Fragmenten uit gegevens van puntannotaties
++++++

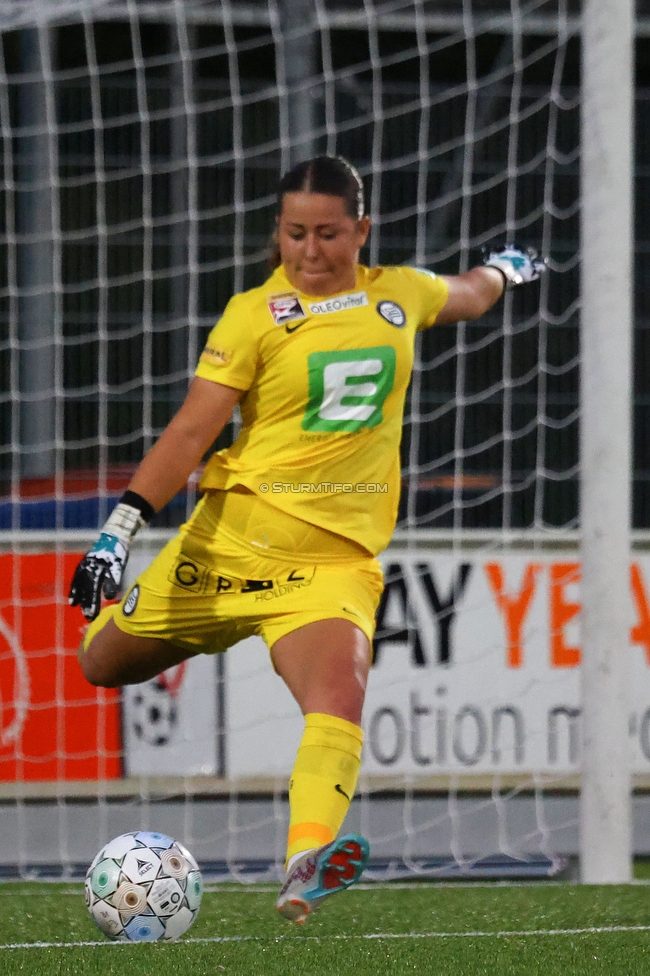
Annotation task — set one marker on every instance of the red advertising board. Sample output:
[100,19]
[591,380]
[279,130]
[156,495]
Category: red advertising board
[53,724]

++++++

§ Taakomschrijving
Citeer alle bovenstaande records regel voor regel ongewijzigd, maar laat de afbeeldingen weg.

§ Antwoord hieronder
Annotation task — set one marker on every instance of the red advertising board. Sample output:
[100,19]
[591,380]
[279,130]
[156,495]
Category: red advertising board
[53,724]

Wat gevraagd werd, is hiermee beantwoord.